**Set problem:**
Reproduce the lines below, beginning at the line that contains "Q: report a point for each instance of the multi-story" and continuing through the last line. Include the lines that ask for points, shift every coordinate in the answers by -16, and leave the pictures out.

**Provided data:**
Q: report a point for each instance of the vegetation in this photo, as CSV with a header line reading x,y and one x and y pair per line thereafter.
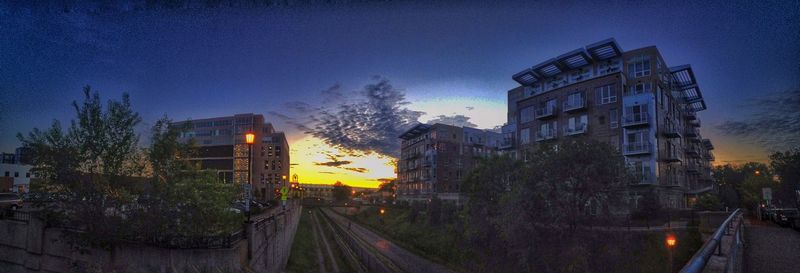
x,y
96,178
341,192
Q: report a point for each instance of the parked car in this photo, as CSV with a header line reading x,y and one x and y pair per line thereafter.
x,y
785,217
10,201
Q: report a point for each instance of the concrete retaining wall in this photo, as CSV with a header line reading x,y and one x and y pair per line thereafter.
x,y
30,247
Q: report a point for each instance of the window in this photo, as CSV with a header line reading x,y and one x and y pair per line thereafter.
x,y
639,66
613,119
526,114
606,94
640,88
525,136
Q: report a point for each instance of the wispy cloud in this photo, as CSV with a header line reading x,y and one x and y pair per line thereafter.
x,y
356,169
455,120
369,123
775,124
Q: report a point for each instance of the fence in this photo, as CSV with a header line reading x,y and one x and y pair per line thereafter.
x,y
698,262
16,215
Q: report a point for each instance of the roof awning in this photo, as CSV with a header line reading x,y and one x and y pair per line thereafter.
x,y
415,131
574,59
604,50
549,68
526,77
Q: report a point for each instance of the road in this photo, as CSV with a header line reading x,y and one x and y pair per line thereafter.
x,y
402,258
770,248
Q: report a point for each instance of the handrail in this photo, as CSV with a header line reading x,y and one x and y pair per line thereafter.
x,y
699,260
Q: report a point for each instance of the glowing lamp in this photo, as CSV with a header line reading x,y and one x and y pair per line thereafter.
x,y
249,138
671,241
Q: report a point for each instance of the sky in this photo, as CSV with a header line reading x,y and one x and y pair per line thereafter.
x,y
342,78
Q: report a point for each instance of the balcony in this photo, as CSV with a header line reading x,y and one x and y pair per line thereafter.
x,y
545,112
671,131
692,152
636,119
691,132
545,135
574,105
578,129
636,148
671,157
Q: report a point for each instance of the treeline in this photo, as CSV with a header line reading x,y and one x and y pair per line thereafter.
x,y
94,177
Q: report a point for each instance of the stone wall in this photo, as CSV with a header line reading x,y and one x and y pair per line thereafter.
x,y
27,246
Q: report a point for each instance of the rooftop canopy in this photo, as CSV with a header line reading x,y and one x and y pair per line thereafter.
x,y
575,59
687,84
415,131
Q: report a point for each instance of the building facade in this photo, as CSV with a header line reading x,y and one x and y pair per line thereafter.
x,y
222,148
630,99
435,158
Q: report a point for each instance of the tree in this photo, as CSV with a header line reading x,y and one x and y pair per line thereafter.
x,y
708,202
786,166
87,168
520,213
341,192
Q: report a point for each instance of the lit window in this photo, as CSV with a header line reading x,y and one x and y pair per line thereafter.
x,y
606,94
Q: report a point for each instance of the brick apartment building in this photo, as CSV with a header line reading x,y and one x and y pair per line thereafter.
x,y
630,99
435,158
222,148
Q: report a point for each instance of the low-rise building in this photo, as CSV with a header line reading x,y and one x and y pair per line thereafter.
x,y
435,158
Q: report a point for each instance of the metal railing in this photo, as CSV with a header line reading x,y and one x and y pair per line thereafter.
x,y
698,262
16,215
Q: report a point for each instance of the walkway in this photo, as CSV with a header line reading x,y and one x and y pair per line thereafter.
x,y
771,248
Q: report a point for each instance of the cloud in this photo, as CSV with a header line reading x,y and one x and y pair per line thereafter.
x,y
358,170
774,124
333,93
456,120
370,123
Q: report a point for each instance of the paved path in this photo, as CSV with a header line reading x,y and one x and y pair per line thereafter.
x,y
770,248
404,259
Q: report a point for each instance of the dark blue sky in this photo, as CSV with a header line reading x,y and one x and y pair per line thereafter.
x,y
198,62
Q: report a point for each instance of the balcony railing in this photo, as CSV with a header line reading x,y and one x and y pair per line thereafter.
x,y
691,132
636,148
671,131
635,119
545,135
544,112
672,156
574,104
578,129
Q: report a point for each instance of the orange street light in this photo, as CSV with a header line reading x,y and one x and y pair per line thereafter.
x,y
249,138
671,241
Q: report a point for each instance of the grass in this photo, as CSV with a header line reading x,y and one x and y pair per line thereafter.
x,y
303,257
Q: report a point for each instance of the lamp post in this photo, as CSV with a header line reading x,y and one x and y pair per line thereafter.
x,y
671,241
249,138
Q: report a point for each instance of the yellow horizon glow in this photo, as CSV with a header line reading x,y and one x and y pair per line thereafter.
x,y
309,150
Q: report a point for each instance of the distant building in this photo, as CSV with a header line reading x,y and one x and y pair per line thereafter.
x,y
222,148
630,99
15,177
435,158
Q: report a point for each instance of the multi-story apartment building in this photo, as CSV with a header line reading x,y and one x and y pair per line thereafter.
x,y
222,148
434,159
630,99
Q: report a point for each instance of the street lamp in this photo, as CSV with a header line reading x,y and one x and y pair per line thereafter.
x,y
249,138
671,241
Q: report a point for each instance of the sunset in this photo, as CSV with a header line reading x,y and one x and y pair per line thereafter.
x,y
391,136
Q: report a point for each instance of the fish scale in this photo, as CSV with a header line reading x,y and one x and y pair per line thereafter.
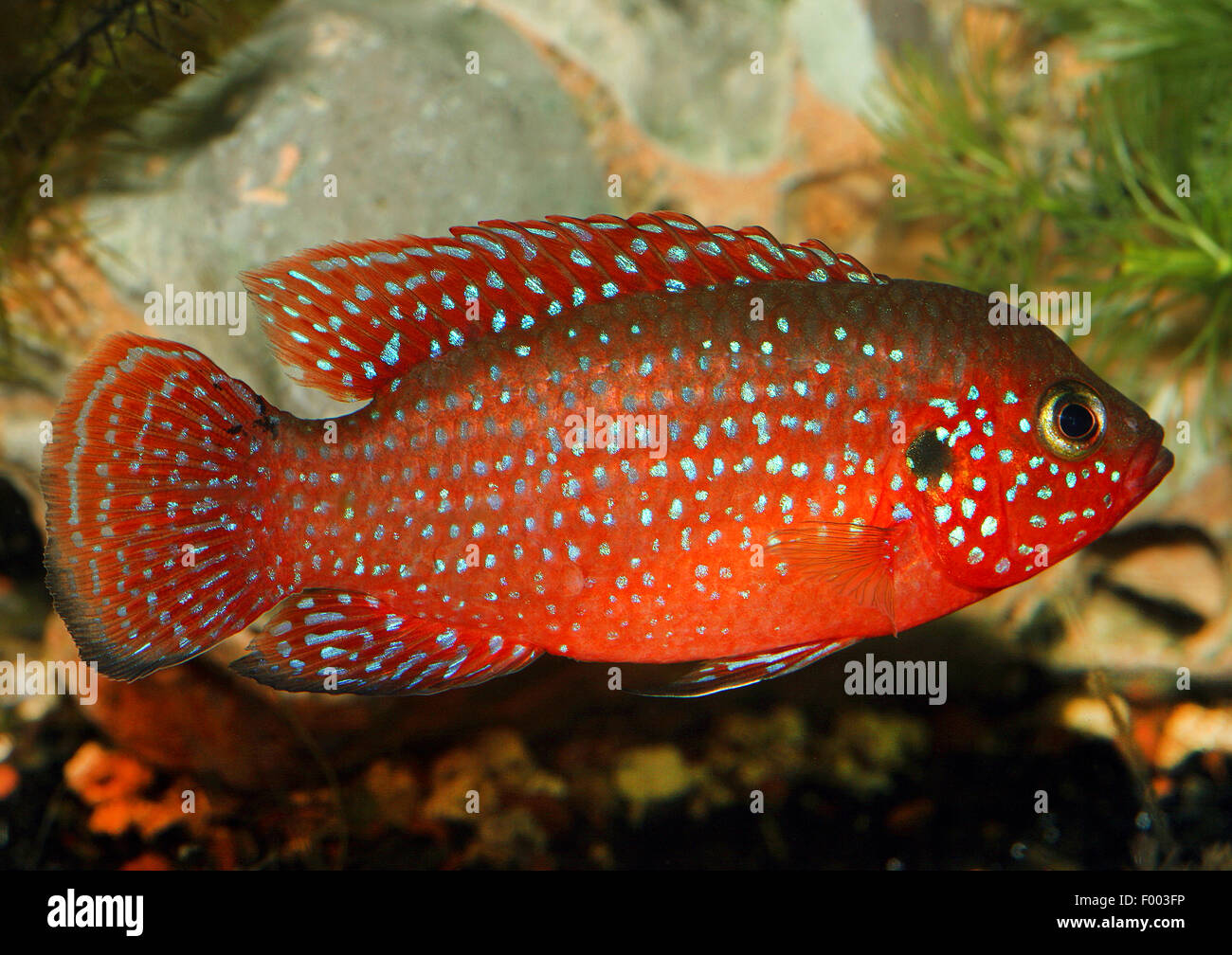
x,y
811,455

**Answer to this exercise:**
Q: report a point for each instance of the multi-story apartment building in this photo, as CSV with a header line reading x,y and one x and y pair per line thereafter.
x,y
206,132
418,143
614,83
Q: report a point for each instance of the street lamp in this photo, as CSV with a header line reading x,y and one x and y pair per line thereafter.
x,y
233,122
655,225
Q: report a point for each instance of the sunset in this photo, as CSV with a header line reading x,y and one x and y pair per line thereafter.
x,y
375,120
Q: report a point for each instance of the fish scale in this photo, as CSV with a header line reading x,y and one x and y pair per line thereafter.
x,y
795,439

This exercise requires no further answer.